# DOCUMENT PASSAGE
Build out analysis functions or class methods

In [13]:
# Calculate the average age of the patients in the dataset
average_age_patients = round(sum(ages) / len(ages), 1)
print("The average age of the patients is:", average_age_patients, "years old")

The average age of the patients is: 39.2 years old


In [20]:
# Analyze where a majority of the individuals are from.

# First, find unique regions
def unique_regions(lst):
    unique_regions_list = []
    for region in lst:
        if region not in unique_regions_list:
            unique_regions_list.append(region)
    return unique_regions_list

print(unique_regions(regions))

def majority_indiv_regions(lst):
    southwest = 0
    southeast = 0
    northwest = 0
    northeast = 0
    
    for region in lst:
        if region == 'southwest':
            southwest += 1
        elif region == 'southeast':
            southeast += 1
        elif region == 'northwest':
            northwest += 1
        elif region == 'northeast':
            northeast += 1
            
    print("In southwest, there are " + str(southwest) + " patients.")
    print("In southeast, there are " + str(southeast) + " patients.")

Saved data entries

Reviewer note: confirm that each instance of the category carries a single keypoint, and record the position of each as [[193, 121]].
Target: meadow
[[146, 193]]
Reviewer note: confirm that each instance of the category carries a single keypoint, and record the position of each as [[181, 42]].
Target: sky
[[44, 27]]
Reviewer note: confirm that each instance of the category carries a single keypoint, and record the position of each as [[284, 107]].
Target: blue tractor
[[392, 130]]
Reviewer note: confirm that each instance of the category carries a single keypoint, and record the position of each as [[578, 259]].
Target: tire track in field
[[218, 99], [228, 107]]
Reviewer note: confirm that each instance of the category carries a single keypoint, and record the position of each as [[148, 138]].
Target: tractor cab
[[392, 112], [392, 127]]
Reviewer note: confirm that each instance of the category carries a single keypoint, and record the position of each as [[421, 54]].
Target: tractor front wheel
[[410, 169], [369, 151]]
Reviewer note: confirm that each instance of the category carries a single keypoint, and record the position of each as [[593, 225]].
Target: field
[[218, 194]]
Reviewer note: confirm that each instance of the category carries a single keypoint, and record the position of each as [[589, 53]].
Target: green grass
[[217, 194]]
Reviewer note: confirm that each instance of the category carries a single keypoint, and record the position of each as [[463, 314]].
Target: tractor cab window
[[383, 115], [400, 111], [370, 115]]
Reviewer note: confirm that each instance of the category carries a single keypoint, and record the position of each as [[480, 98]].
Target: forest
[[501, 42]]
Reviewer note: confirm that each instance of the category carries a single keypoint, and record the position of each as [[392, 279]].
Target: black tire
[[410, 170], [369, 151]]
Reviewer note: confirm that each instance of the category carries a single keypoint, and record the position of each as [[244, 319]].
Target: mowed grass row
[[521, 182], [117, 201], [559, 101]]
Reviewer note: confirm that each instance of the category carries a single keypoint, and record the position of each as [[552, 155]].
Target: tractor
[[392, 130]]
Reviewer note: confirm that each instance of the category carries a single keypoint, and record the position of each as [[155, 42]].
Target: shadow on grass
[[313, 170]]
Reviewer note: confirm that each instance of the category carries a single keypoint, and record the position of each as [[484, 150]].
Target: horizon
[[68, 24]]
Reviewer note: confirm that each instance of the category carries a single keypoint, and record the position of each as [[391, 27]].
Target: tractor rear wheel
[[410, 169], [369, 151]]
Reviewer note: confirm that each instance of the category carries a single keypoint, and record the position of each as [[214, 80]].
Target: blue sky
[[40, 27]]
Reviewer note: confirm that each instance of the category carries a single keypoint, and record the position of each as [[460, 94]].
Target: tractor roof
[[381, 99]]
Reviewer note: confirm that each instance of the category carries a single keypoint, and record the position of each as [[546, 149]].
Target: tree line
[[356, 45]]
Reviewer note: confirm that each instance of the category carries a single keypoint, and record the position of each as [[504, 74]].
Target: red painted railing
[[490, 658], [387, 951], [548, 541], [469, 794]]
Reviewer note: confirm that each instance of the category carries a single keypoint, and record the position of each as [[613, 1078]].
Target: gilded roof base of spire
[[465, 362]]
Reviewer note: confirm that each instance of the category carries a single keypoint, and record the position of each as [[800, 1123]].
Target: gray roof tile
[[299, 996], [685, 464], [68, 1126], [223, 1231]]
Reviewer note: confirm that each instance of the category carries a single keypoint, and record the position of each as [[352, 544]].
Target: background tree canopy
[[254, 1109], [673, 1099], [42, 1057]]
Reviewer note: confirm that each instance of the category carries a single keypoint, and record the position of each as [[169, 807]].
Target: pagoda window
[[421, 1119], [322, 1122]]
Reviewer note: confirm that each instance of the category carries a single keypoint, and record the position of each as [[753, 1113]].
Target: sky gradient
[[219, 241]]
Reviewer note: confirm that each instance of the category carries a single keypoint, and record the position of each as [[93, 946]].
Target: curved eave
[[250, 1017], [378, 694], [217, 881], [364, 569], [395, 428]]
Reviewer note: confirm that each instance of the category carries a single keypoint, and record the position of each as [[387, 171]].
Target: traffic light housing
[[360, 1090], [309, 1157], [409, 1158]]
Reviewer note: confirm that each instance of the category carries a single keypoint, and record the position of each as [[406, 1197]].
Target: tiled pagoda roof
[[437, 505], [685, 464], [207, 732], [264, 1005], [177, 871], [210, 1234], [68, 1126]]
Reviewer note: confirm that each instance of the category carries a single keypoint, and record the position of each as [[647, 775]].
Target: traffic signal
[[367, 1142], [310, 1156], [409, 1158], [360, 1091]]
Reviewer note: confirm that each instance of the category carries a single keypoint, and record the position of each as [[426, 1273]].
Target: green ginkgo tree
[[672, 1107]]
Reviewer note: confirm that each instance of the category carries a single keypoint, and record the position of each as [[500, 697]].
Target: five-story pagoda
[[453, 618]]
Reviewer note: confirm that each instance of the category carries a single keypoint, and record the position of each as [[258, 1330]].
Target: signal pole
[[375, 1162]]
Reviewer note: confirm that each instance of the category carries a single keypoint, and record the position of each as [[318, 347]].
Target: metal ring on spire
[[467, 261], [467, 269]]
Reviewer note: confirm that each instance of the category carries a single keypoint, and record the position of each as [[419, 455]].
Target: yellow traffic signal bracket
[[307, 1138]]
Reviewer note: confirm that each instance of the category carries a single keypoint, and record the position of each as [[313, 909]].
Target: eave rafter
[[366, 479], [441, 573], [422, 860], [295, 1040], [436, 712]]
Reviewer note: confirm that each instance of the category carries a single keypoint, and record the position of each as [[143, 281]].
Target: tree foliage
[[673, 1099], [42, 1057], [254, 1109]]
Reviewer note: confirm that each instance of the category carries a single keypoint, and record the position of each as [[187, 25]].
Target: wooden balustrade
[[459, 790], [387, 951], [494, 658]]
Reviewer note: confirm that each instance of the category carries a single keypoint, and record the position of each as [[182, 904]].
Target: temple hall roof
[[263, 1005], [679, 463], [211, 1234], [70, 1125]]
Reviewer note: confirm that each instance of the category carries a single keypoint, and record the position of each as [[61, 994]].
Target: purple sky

# AIM OF THE EXERCISE
Quote the part of the patient analysis code above the data that opens with the words containing "# First, find" and closes with "unique_regions_list.append(region)".

# EXPECTED ANSWER
# First, find unique regions
def unique_regions(lst):
    unique_regions_list = []
    for region in lst:
        if region not in unique_regions_list:
            unique_regions_list.append(region)